• **Excerpt provided**
++++++++++

Pandemic effect: Oil rigs face closure worldwide amid shift towards clean energy

Edited By: Palki Sharma WION
New Delhi, Delhi, India Updated: Aug 18, 2020, 11:30 PM(IST)

Unused oil rigs sit in the Gulf of Mexico near Port Fourchon, Louisiana August 11, 2010 Photograph:( Reuters )

Story highlights

In recent weeks caps have been put on at least eight rigs in America alone. Oil refiners are permanently closing processing plants in Asia and North America.

Most oil rigs around the world are temporarily idle and the situation could soon turn permanent. 

Oil consumption has dropped as lines at fuel pumps remain thin amid travel restrictions due to the virus worldwide.

Global demand fell 30 per cent during the pandemic as oil prices touched historic lows in April. For the first time, US oil prices slipped into negative and there was panic in major oil-producing countries. So, the oil bloc got together and cut production to keep up the prices.

The move worked but it left a big hole in the income statement. Without sufficient revenue, it is becoming expensive to stay in business.

In the last quarter, Saudi Aramco's profit plunged over 70 per cent. Royal Dutch Shell profit was down by 80 per cent. BP's efforts to stay over the red line is failing.

British oil firm has reported a loss of $17 billion. Exxon Mobil too has turned into a loss-making entity. A depressed stock market has made fundraising difficult.

Also, companies have been trying to save money laying off staff and cutting budgets. At least one million oil and gas employees are out of work.

++++++++++

• **Work request 1**
Return everything in the article on oil rig closures from "Edited By: Palki" down to "soon turn permanent.", word for word.
• **Work request 2**
Carry the article on oil rig closures further, starting after its last sentence.

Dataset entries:
++++++++++

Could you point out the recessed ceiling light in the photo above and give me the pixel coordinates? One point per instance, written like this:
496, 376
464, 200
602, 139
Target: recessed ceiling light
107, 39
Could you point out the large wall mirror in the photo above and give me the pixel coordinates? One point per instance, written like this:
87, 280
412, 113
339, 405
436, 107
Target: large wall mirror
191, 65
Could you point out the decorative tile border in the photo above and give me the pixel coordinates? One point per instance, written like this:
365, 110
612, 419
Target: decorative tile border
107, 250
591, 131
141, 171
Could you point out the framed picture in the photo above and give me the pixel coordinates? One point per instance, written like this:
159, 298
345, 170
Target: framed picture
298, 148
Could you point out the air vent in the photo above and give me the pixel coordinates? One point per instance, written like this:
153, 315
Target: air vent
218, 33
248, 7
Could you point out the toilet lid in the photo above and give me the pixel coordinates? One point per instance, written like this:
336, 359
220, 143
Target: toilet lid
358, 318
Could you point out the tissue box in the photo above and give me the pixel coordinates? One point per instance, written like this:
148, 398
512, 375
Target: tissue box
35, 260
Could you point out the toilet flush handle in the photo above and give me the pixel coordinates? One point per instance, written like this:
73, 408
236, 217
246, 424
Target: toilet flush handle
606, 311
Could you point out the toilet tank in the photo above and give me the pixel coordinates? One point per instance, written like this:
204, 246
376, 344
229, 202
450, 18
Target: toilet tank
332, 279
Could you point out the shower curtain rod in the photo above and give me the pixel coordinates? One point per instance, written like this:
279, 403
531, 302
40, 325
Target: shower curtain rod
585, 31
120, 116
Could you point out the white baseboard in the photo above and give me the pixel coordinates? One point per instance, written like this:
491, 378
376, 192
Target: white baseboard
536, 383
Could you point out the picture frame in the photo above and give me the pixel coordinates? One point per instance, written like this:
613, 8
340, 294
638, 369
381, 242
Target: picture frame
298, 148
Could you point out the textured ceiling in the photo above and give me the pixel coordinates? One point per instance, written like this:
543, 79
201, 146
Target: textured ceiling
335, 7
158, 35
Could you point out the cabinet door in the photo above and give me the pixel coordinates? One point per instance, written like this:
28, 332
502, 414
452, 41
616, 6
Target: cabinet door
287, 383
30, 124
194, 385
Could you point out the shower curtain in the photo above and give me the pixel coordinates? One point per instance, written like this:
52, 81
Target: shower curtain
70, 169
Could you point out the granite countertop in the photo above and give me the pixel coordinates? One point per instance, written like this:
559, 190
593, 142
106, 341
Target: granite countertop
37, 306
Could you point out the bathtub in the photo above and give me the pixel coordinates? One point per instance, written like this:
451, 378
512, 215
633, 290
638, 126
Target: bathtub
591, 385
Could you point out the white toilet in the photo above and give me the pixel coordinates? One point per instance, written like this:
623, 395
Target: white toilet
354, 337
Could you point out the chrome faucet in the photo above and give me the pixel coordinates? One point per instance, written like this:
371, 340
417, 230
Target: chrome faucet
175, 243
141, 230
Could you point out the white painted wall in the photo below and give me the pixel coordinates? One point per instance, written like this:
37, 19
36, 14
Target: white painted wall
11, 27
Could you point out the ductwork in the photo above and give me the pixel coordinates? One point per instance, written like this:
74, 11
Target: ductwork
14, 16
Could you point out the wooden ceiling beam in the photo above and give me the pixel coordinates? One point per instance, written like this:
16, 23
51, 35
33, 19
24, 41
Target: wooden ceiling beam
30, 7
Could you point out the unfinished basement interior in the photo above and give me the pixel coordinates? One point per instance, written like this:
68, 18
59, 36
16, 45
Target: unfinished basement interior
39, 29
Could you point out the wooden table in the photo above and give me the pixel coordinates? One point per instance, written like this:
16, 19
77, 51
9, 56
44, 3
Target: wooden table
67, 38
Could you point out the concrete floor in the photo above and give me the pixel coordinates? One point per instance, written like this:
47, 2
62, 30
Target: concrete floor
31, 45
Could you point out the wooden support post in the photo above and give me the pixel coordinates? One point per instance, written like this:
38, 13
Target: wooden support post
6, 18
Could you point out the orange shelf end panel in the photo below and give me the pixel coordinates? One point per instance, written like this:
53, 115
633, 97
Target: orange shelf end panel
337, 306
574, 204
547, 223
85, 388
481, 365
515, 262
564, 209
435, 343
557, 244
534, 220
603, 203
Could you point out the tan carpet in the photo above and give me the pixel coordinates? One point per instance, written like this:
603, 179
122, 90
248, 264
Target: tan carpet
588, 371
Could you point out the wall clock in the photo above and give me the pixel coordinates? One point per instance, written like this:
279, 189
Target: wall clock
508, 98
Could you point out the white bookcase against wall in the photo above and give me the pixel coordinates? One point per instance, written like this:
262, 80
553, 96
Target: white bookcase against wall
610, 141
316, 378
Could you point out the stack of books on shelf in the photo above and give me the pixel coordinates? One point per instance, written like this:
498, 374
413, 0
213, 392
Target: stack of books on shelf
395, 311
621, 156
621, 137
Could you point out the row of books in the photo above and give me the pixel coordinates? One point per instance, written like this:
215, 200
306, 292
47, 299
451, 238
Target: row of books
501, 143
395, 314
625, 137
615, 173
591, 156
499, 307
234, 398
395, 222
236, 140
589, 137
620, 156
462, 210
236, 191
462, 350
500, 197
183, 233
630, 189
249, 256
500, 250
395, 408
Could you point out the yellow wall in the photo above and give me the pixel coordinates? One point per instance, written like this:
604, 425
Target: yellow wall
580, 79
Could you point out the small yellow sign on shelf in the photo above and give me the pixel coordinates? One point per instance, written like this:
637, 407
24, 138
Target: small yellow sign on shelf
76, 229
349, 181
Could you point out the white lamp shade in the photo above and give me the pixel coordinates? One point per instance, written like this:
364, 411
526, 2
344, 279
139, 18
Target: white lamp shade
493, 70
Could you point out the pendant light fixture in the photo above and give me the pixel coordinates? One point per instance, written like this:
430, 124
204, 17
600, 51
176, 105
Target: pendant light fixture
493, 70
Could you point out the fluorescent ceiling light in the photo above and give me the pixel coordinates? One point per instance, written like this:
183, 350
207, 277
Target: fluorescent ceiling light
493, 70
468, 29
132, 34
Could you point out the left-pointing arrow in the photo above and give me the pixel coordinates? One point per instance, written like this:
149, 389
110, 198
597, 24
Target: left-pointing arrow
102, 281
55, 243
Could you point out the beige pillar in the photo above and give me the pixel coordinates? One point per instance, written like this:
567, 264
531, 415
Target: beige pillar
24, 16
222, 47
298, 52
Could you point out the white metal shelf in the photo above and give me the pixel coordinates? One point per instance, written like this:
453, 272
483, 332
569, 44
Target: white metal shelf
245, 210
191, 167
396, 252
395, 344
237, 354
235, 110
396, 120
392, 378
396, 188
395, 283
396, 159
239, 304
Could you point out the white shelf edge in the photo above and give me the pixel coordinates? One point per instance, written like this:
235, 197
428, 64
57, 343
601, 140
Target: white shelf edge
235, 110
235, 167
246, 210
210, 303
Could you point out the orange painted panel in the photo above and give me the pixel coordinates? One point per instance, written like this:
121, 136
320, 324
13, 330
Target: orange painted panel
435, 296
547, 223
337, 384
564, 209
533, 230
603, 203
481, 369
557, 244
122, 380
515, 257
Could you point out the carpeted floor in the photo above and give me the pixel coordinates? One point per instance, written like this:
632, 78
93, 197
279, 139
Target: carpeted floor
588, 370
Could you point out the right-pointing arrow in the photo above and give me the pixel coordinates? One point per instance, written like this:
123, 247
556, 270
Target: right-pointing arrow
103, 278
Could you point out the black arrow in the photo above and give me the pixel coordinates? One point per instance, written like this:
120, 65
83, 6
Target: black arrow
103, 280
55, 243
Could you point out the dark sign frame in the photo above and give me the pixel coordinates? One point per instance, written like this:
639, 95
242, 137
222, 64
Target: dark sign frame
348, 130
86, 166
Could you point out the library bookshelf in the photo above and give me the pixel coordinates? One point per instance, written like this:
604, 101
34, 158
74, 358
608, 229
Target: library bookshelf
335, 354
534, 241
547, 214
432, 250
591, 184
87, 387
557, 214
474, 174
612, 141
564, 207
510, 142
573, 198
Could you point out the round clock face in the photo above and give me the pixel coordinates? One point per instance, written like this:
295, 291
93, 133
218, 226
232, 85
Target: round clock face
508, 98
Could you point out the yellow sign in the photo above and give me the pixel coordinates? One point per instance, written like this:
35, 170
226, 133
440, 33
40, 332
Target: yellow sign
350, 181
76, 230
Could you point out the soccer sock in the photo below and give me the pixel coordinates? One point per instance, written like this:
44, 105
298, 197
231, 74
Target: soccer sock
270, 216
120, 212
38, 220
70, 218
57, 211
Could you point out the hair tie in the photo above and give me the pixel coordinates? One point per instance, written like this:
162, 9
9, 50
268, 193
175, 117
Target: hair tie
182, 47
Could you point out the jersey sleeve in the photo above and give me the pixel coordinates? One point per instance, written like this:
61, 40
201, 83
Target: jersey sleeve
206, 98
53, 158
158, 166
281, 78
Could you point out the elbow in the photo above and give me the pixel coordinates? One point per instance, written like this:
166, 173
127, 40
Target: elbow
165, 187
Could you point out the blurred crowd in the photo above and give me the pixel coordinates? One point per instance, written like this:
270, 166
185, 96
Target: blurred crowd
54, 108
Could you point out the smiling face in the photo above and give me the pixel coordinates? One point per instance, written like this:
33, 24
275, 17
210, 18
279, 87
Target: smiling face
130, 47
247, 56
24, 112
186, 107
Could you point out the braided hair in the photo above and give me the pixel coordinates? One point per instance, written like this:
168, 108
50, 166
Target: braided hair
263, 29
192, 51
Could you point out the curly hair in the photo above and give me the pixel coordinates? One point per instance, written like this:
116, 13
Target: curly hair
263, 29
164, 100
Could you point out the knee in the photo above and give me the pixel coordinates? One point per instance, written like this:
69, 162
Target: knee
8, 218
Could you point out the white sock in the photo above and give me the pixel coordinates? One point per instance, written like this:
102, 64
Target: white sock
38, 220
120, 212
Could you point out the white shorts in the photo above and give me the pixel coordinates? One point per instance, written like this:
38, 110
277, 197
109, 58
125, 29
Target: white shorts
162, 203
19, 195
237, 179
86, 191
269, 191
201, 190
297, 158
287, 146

++++++++++

• **Exercise answer 1**
Edited By: Palki Sharma WION
New Delhi, Delhi, India Updated: Aug 18, 2020, 11:30 PM(IST)

Unused oil rigs sit in the Gulf of Mexico near Port Fourchon, Louisiana August 11, 2010 Photograph:( Reuters )

Story highlights

In recent weeks caps have been put on at least eight rigs in America alone. Oil refiners are permanently closing processing plants in Asia and North America.

Most oil rigs around the world are temporarily idle and the situation could soon turn permanent.

• **Exercise answer 2**
Many distressed oil firms  have been shutting down rigs and refineries.

In recent weeks caps have been put on at least eight rigs in America alone. Oil refiners are permanently closing processing plants in Asia and North America.

High-cost refineries in Europe could be the next in line. Plants in Australia and New Zealand face the same fate. According to the IMF, Gulf oil-producing countries' fate is sealed too. Their financial wealth will be depleted in the next 15 years if non-oil revenues don't make up for the losses.

According to a case study, Marathon Petroleum is America's largest refiner by volume. It is planning to halt some operations in California and New Mexico and intends to use the larger plant as an oil-storage facility and in the future produce renewable diesel from industrial waste and used cooking oil.

Even before the pandemic, six oil majors - BP, Shell, Chevron, Total, Eni and Exxon were pumping billions into clean energy.

However, it was just one per cent of their combined wealth. BP, one of the earliest oil explorers says the pandemic has changed the industry dynamics and quickened the shift away from fossil fuels.